EXERCISE DETAILS: In the article on the singer below, rewrite the paragraph beginning "Neredukomma Srinivas was born" as a short bulleted list that keeps its main facts.

TEXT PASSAGE:
----
Indian playback singer (died 2021)

Neredukomma Srinivas, also known as Jai Srinivas, was a playback singer from the Telugu film industry. He has sung Telugu devotional songs.

== Early life ==
Neredukomma Srinivas was born in Mandamarri village Manchiryal district of Telangana. He did his early schooling from Singareni high school at Mandamarri in 1993.

== Discography ==

| Year | Movie name | Name of the song | Music director |
| 2002 | Mee Kosam | "O Lali O Lali" | Mahati |
| 2004 | Jai | "Desam Manade Tejam Manade" | Anup Rubens |
| 2005 | Alajadi | "Cepa Kalla Papa" | Chandragirimaharaja |
| 2006 | Veedhi | "Na Citti Talli" | Anup Rubens |
| 2008 | Gunde Jhallumandi | "Pavada Kasta" | M. M. Keeravani |
| Kurkure | "Varevva Varevva" | Rajeswari |
| Yekkadunnavamma Oo Premika | "Na Gumde Mida", "Ekkadunnavamma" | Rajkiran |
| 2009 | Sasirekha Parinayam | "Gundello Golisoda" | Mani Sharma |
| Naa Style Veru | "Kottu Kottu" | Anup Rubens |
| 2010 | Comedy Express | "Ka Ka Ka Kamedi", "Nuvvumte Nitya", "Amma Nanna" | Sam Dicasto |
| Premistava | "Pomge Godarivo" | Manu Ramesan |
| Andari Bandhuvaya | "Suryudu Evarayya" | Anup Rubens |
| Cheta Venna Mudda | "Nija July Telisi", "Eti Odduna", "Aṃdalapudota" | Raviswaroopan |
| 2013 | Ongole Gittha | "Mama Maraju" | G. V. Prakash Kumar |
| 2014 | Raja Rani (D) | "Hey Baby" | G. V. Prakash Kumar |
| 2015 | Janda Pai Kapiraju | "Don't Worry Be Happy" | G. V. Prakash Kumar |
| Trisha Leda Nayanthara (D) | "Kanthiri Pilla" | G. V. Prakash Kumar |
| 2016 | Police (D) | "Jithula Jilladi" | G. V. Prakash Kumar |
| 2020 | Pizza 2 (D) | "Taguve Taguve" | Sam C. S. |
| 2022 | Oo Abhimani Katha | "Naa Bujji Bangaram" | Jaya Surya Bompem |

== Death ==
Srinivas died on 21 May 2021, from COVID-19 complications at a private hospital in Secunderabad.
----
PROVIDED MATERIAL:
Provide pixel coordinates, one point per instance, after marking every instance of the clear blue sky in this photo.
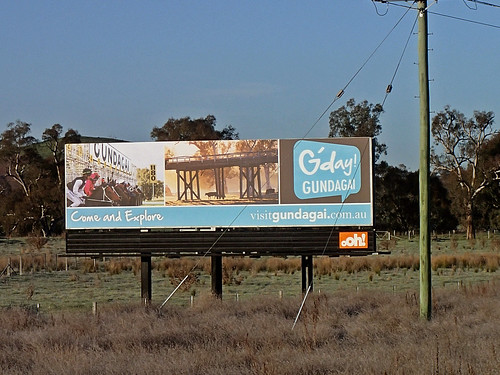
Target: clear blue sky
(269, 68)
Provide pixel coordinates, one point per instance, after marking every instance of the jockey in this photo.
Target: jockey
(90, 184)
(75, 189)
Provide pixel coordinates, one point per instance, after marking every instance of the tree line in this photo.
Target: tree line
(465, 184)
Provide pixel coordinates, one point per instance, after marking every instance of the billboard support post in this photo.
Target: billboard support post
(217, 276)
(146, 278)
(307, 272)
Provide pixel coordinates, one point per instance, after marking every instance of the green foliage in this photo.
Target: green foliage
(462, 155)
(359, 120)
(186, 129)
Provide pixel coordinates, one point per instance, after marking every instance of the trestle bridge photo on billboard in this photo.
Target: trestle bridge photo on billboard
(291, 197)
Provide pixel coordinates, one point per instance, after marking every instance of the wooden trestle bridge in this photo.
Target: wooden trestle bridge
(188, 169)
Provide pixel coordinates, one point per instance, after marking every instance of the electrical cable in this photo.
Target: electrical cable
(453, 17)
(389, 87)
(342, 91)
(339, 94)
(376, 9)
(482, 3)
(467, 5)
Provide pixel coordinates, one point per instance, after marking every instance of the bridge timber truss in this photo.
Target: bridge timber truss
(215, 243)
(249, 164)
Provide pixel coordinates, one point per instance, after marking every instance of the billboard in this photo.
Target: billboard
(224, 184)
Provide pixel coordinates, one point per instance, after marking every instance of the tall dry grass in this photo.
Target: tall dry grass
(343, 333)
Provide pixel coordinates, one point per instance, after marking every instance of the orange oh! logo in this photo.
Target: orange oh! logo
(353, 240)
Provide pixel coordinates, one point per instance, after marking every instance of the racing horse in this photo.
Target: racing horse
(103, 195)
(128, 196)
----
TASK RESULT:
- Born in Mandamarri village, Manchiryal district, Telangana
- Early schooling at Singareni high school, Mandamarri, in 1993